■ INSTRUCTIONS FOR THE TASK ■
From the opening line of the records through the line bearing "target | red and white train", set down every line exactly.
=== SOURCE RECORDS ===
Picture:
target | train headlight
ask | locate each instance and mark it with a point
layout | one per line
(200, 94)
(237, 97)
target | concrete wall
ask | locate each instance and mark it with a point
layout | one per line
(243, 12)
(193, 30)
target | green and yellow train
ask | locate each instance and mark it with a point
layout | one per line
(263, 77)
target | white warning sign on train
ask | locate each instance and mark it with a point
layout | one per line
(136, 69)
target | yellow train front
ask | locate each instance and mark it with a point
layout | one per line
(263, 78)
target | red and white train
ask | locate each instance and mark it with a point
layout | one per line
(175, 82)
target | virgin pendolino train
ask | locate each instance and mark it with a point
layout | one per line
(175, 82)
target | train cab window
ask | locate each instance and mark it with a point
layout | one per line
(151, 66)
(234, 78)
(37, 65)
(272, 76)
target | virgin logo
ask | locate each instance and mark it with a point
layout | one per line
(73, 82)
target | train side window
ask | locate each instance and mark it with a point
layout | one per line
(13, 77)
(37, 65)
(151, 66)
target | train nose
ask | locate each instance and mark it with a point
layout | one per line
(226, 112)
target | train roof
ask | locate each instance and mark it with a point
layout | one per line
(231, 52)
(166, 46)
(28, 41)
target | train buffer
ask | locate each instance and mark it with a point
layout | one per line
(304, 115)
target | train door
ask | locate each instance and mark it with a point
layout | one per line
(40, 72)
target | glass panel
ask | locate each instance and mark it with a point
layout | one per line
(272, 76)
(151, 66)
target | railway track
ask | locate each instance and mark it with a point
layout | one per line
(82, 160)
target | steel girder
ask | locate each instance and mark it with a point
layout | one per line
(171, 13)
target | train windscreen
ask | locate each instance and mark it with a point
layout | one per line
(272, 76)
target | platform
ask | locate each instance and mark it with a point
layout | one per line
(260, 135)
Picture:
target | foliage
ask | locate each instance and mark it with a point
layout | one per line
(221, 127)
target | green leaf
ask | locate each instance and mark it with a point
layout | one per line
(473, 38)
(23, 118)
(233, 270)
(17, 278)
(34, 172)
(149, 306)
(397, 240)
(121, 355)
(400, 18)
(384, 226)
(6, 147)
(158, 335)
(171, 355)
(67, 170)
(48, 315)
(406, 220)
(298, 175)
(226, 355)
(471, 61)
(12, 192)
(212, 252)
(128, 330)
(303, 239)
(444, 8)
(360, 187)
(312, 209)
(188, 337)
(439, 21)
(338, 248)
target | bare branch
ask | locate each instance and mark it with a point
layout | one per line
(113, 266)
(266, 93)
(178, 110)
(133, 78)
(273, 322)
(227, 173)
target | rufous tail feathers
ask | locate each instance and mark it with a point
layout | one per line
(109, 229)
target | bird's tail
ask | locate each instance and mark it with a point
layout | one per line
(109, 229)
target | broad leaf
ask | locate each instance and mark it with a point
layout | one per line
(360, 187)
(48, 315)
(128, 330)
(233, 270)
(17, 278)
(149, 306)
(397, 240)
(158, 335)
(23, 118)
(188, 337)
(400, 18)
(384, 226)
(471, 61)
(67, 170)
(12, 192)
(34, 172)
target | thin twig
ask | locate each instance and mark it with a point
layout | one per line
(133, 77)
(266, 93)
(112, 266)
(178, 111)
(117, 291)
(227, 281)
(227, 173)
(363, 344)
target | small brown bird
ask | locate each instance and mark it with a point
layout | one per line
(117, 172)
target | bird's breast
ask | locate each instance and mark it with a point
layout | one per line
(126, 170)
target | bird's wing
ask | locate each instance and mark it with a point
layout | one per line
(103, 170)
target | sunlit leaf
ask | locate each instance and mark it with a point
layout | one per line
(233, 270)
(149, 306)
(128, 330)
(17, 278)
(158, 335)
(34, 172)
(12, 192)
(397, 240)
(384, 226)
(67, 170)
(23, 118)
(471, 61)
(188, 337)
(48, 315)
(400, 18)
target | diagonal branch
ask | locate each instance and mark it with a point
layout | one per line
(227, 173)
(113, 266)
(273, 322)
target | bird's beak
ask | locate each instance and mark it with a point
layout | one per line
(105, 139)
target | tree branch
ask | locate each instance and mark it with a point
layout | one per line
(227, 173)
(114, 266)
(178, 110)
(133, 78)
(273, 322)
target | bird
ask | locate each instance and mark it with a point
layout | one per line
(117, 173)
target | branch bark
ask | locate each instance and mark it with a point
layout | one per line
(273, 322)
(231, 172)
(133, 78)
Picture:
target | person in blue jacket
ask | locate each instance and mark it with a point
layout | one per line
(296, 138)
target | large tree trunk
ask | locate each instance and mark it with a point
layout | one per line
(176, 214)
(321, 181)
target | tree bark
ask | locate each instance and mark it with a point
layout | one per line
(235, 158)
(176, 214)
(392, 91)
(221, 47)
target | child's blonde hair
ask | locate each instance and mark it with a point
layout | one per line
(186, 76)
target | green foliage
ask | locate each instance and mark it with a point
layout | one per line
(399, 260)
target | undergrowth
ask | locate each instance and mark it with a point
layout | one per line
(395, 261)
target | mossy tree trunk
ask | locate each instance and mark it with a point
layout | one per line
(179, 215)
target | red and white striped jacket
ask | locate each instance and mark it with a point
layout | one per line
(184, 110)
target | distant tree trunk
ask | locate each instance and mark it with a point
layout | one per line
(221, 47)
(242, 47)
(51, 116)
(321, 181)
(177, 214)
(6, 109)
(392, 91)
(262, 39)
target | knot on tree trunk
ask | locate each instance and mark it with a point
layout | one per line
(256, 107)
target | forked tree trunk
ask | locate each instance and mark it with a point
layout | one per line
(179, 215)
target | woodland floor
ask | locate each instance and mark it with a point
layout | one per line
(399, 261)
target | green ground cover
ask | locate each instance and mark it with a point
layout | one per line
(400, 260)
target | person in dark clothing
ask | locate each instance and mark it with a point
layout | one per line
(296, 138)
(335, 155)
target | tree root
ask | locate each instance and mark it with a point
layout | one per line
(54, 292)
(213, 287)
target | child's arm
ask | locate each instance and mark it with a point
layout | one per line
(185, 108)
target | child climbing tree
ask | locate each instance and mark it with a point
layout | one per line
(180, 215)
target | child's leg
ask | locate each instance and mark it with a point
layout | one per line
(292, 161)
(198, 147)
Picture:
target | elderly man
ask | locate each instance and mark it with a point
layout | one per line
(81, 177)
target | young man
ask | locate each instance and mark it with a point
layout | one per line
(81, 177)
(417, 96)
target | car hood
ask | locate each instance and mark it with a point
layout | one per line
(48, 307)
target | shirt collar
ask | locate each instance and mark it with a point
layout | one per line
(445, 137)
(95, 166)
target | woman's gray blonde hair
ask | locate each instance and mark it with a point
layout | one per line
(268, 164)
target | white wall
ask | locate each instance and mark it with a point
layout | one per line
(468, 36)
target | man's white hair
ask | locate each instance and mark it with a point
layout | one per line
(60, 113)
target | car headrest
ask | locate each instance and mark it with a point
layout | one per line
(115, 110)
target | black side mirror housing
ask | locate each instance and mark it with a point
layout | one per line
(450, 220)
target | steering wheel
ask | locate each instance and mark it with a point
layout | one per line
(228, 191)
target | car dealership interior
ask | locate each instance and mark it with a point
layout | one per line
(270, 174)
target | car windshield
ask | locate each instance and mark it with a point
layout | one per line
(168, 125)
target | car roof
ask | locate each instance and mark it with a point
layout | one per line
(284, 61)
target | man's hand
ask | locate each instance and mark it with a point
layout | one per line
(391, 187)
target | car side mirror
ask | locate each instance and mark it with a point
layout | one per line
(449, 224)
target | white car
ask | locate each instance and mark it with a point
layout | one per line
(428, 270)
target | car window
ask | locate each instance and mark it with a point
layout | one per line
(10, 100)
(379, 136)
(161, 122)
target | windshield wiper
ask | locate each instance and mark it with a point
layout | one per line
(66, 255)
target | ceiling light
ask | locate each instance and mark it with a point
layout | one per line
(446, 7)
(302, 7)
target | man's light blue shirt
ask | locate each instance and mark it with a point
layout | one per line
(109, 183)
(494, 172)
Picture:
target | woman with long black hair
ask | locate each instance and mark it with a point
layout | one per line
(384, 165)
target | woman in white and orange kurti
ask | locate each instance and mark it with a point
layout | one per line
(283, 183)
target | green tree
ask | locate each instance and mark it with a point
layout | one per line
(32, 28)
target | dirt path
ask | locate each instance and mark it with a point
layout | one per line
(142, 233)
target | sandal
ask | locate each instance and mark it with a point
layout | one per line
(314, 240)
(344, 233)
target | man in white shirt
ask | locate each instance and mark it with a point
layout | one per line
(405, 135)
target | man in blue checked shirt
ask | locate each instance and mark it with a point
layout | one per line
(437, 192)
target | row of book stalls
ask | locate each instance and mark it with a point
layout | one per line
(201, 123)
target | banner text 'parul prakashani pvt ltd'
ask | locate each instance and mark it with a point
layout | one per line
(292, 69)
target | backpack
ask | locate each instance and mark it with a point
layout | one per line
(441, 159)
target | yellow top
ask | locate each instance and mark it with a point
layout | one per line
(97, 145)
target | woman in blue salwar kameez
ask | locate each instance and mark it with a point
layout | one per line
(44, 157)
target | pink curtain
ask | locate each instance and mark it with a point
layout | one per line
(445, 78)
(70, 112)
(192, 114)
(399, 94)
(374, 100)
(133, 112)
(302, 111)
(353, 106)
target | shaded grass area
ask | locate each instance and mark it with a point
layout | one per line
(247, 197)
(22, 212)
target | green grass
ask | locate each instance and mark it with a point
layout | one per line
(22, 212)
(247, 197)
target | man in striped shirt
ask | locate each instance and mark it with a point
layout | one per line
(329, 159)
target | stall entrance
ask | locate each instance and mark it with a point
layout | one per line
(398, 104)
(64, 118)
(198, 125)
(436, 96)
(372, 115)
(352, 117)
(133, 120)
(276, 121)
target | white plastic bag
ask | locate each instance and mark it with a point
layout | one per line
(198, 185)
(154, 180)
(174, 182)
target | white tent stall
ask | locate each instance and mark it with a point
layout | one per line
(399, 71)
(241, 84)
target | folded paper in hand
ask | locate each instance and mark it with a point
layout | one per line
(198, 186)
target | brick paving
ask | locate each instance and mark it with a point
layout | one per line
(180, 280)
===
■ ANSWER TO THIS EXERCISE ■
Picture:
target | train headlight
ask | locate each instance and mark it with a point
layout | one per line
(200, 94)
(237, 97)
target | concrete wall
ask | locate each instance and mark it with a point
layout | one per line
(243, 12)
(193, 30)
target | green and yellow train
ask | locate each instance and mark it with a point
layout | one per line
(263, 77)
target | white warning sign on train
ask | locate each instance and mark it with a point
layout | one per line
(136, 69)
target | yellow train front
ask | locate each instance and mark it with a point
layout | one per line
(263, 78)
target | red and white train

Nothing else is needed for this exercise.